▶ [WRITTEN REQUEST] Continue the extra-model text from its last sentence onward.

Skip to content

extra-model

extra-model is an implementation of the ExtRA algorithm described in the paper "ExtRA: Extracting Prominent Review Aspects from Customer Feedback".

It is an unsupervised algorithm that implements an NLP task called Aspect-Based Sentiment Analysis.

At Wayfair this algorithm is routinely used in production on 1mln+ reviews to, e.g., produce what we call Bubble Filters:

However, what we found in our work is that extra-model can be used to analyze any text, not only reviews, so we are hoping that with this package you'd be able to unlock the power of this algorithm in your work too.

Examples

More examples are available here

extra-model input

More info about the worklow is available here

Input of an extra is a .csv file with 2 columns: CommentId and Comments. Both must be present and named exactly in that way.

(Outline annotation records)
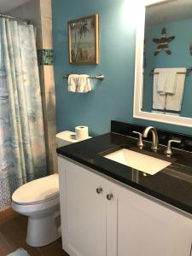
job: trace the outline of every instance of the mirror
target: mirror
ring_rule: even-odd
[[[192,127],[192,1],[139,6],[135,118]]]

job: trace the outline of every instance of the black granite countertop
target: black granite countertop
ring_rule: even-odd
[[[157,153],[151,151],[148,142],[145,142],[143,149],[136,145],[136,138],[110,132],[59,148],[57,153],[192,213],[192,153],[173,148],[174,154],[169,158],[164,154],[166,147],[163,145],[160,145]],[[156,174],[149,175],[103,156],[122,148],[168,160],[172,164]]]

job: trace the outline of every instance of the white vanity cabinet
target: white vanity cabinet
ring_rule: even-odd
[[[59,158],[63,249],[71,256],[192,256],[192,220]]]

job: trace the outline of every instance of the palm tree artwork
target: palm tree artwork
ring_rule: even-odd
[[[96,19],[94,16],[69,21],[69,53],[73,64],[96,62]]]

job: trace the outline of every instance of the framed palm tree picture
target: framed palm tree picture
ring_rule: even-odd
[[[98,64],[98,15],[68,21],[70,64]]]

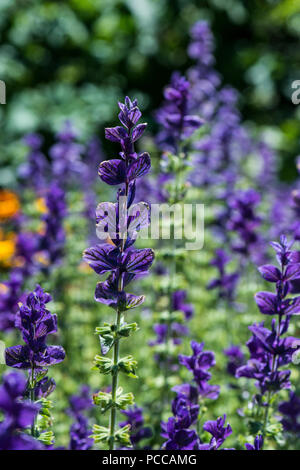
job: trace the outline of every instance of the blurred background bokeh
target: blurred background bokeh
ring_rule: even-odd
[[[267,129],[282,178],[291,180],[300,136],[300,108],[291,102],[299,0],[1,0],[1,184],[14,184],[25,133],[41,132],[47,147],[71,118],[82,138],[102,137],[125,94],[140,98],[151,122],[171,73],[190,65],[197,19],[210,21],[216,69],[239,90],[244,119]]]
[[[52,374],[58,384],[54,395],[58,445],[68,445],[71,419],[66,417],[65,410],[70,395],[77,393],[80,384],[88,384],[93,391],[103,385],[99,375],[90,370],[93,356],[99,352],[99,341],[93,331],[110,318],[111,312],[94,301],[97,276],[82,263],[82,251],[95,243],[96,203],[115,200],[115,192],[97,179],[99,161],[104,155],[111,158],[114,151],[119,151],[114,144],[105,142],[104,127],[117,124],[117,101],[123,102],[125,95],[138,98],[143,122],[148,122],[142,150],[150,151],[153,173],[157,173],[161,152],[154,145],[158,131],[155,111],[162,103],[163,89],[172,73],[179,70],[184,74],[193,64],[187,47],[190,29],[198,20],[207,20],[211,26],[215,40],[214,68],[220,74],[222,85],[238,90],[245,127],[258,140],[263,135],[265,142],[277,151],[279,179],[292,183],[297,177],[295,158],[300,154],[300,105],[294,105],[291,99],[292,82],[300,80],[300,0],[0,0],[0,80],[5,82],[7,91],[7,102],[0,105],[1,282],[20,269],[20,239],[30,251],[34,237],[45,235],[47,215],[49,212],[51,215],[51,207],[45,204],[47,196],[51,196],[50,184],[37,187],[39,181],[34,176],[31,175],[30,181],[24,178],[24,162],[30,151],[37,151],[37,160],[40,152],[42,157],[45,155],[42,170],[47,173],[50,162],[55,160],[54,149],[64,152],[66,142],[62,134],[68,134],[70,129],[64,126],[70,120],[77,134],[71,136],[66,147],[76,158],[80,154],[78,161],[83,160],[88,167],[81,181],[78,172],[77,179],[72,174],[70,180],[66,173],[62,185],[67,216],[62,207],[61,220],[57,225],[54,223],[54,228],[65,230],[63,256],[61,253],[58,256],[60,264],[56,266],[53,262],[51,266],[50,262],[44,266],[45,260],[37,259],[33,247],[34,255],[31,255],[34,263],[39,264],[38,270],[34,275],[26,273],[25,287],[22,286],[28,291],[39,282],[51,292],[54,297],[51,308],[58,313],[60,335],[53,342],[63,344],[67,352],[65,362],[53,368]],[[24,142],[24,136],[33,132],[43,140],[36,143],[33,139],[31,147],[28,141]],[[98,150],[90,152],[91,139],[95,136],[100,139]],[[89,154],[92,155],[90,164]],[[88,177],[85,179],[84,175]],[[252,184],[251,175],[246,176],[238,182],[242,189]],[[89,192],[92,186],[94,193]],[[209,228],[214,194],[201,190],[200,196],[196,193],[196,200],[207,202]],[[265,185],[263,192],[262,210],[268,214]],[[191,200],[193,197],[192,194]],[[52,211],[54,222],[55,210]],[[267,241],[272,239],[264,226],[262,231]],[[56,241],[52,237],[51,242]],[[152,242],[147,241],[146,246],[152,246]],[[205,250],[195,256],[191,252],[187,262],[184,259],[178,262],[177,287],[188,292],[188,300],[195,308],[191,338],[204,340],[207,348],[216,350],[214,380],[222,384],[222,398],[210,409],[209,417],[226,412],[235,430],[234,439],[240,439],[243,447],[245,430],[236,411],[242,406],[239,401],[242,393],[235,383],[232,385],[234,379],[226,376],[222,350],[231,342],[244,344],[249,338],[249,324],[261,320],[253,294],[262,288],[262,281],[256,267],[251,265],[242,278],[238,296],[244,310],[228,309],[227,305],[217,303],[214,293],[205,287],[214,276],[215,268],[210,262],[216,247],[216,238],[208,234]],[[148,348],[149,340],[153,339],[153,318],[167,308],[168,276],[159,272],[159,247],[157,259],[156,272],[153,270],[137,289],[147,294],[145,308],[130,317],[142,323],[142,333],[136,342],[129,342],[129,351],[126,350],[126,354],[137,352],[141,365],[140,380],[132,387],[138,394],[139,405],[145,405],[146,422],[151,422],[153,410],[161,400],[163,383],[155,369],[157,360]],[[3,288],[3,284],[0,286]],[[20,334],[18,331],[3,333],[0,339],[9,345],[18,344]],[[187,352],[189,338],[184,341]],[[0,364],[0,372],[5,370]],[[295,377],[295,383],[300,383],[297,369]],[[171,385],[180,380],[179,375],[175,376]],[[243,393],[243,399],[250,396],[248,389]],[[99,422],[97,412],[93,413]],[[164,413],[169,416],[169,404]],[[161,440],[160,419],[158,413],[156,446]]]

▶ [OUTPUT]
extra-model output

After extra-model finishes calculations, it'll produce a .csv file with following structure:

AdCluster,Aspect,AspectCount,CommentId,Descriptor,Position,SentimentBinary,SentimentCompound,Topic,TopicCount,TopicImportance,TopicSentimentBinary,TopicSentimentCompound,WordnetNode
only,downside,1,321,only,9,0.0,0.0,downside.n.01,1,0.005572645018795278,0.0,0.0,downside.n.01
more,nothing,1,74,more,54,0.0,0.0,nothing.n.01,1,0.005572645018795278,0.0,0.0,nothing.n.01
clean,bathrooms,1,146,clean,4,1.0,0.4019,toilet.n.01,1,0.005572645018795278,1.0,0.4019,toilet.n.01
decorated,place,5,146,decorated,32,0.0,0.0,home.n.01,6,0.03343587011277168,0.0,-0.01131666666666666,home.n.01

Columns have following meaning:

Column Description
AdCluster Adjectives are clustered together and this indicates the "center" of a cluster (e.g., "awesome", "fantastic", "great" descriptors might produce "great" as AdCluster)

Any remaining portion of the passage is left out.